● STATED TASK:
Rewrite the passage on school restructuring, starting with "Baldridge and Deal note" and going on through "of useful substitute.", with "useful substitute" changed to "helpful stand-in".

Further, there are those who proclaim that restructuring activity is for the purpose of satisfying the public that action is being taken to address their concerns about education. Malen, Ogawa, and Kranz (1990) make this observation about site-based management, one form of restructuring. Baldridge and Deal (1983) maintain that "large-scale intervention projects in schools [such projects are seen as changing roles and relationships] produce only limited measurable change, but they do increase satisfaction, establish shared beliefs, and restore confidence and support among key constituencies" (p. 368).

Baldridge and Deal note further that a key feature of any change is to "reestablish illusions." Change is a set of "rituals, ceremonies, and signals that communicate or express myths and values to the world inside and outside an organization" (p. 367). In short, they observe, large-scale change efforts appear to produce only the illusion of change, rather than real change, but they observe that the illusion seems to be a kind of useful substitute.

In a somewhat similar vein, Osborne and Cochran (1992) recognize that educational organizations are complex and multifaceted, citing Leon Lessinger's metaphor of "messes." Lessinger explains that because organizations' programs are complex and interdependent, they cannot be addressed independently. Leaders, then, are no longer problem solvers; instead, they can only "manage messes," a term given to the current state of school change and reform efforts (Lessinger, cited by Osborne & Cochran, p. 15). Osborne and Cochran, however, in acknowledging the difficulties, suggest that what is needed is to look at the big picture and address the "whole of the organization" in a systems approach (p. 15).

(Shape boundary entries)
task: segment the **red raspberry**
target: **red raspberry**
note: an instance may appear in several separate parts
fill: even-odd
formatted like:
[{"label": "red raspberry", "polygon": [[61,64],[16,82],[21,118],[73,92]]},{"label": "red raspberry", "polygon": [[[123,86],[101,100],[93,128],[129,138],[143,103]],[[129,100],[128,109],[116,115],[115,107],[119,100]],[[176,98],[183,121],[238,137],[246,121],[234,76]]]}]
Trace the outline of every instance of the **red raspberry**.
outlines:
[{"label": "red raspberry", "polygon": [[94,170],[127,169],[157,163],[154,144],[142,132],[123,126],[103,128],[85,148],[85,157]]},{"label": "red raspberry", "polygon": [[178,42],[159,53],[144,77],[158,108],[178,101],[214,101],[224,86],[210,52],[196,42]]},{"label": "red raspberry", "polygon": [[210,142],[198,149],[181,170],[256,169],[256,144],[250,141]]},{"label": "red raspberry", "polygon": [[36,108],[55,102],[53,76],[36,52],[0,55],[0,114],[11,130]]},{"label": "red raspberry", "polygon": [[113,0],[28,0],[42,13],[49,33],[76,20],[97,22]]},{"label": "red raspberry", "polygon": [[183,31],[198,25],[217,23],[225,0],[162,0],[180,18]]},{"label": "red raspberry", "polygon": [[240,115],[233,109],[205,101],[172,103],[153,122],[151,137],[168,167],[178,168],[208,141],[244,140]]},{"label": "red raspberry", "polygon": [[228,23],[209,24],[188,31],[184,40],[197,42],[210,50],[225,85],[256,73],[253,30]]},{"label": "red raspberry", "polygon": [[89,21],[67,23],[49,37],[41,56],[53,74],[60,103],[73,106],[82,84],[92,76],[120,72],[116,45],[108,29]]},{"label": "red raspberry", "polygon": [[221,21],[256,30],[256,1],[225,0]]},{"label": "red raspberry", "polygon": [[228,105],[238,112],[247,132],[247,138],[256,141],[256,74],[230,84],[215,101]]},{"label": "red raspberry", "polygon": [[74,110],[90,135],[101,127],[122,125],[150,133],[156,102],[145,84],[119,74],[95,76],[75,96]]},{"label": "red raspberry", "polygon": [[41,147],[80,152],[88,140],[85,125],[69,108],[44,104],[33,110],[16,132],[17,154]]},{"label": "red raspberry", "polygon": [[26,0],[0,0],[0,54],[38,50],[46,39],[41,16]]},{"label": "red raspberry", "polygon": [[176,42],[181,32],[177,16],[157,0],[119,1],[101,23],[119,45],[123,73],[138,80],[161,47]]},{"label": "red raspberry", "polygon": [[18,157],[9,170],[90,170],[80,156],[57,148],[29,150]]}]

● SOLUTION FOR THIS TASK:
Baldridge and Deal note further that a key feature of any change is to "reestablish illusions." Change is a set of "rituals, ceremonies, and signals that communicate or express myths and values to the world inside and outside an organization" (p. 367). In short, they observe, large-scale change efforts appear to produce only the illusion of change, rather than real change, but they observe that the illusion seems to be a kind of helpful stand-in.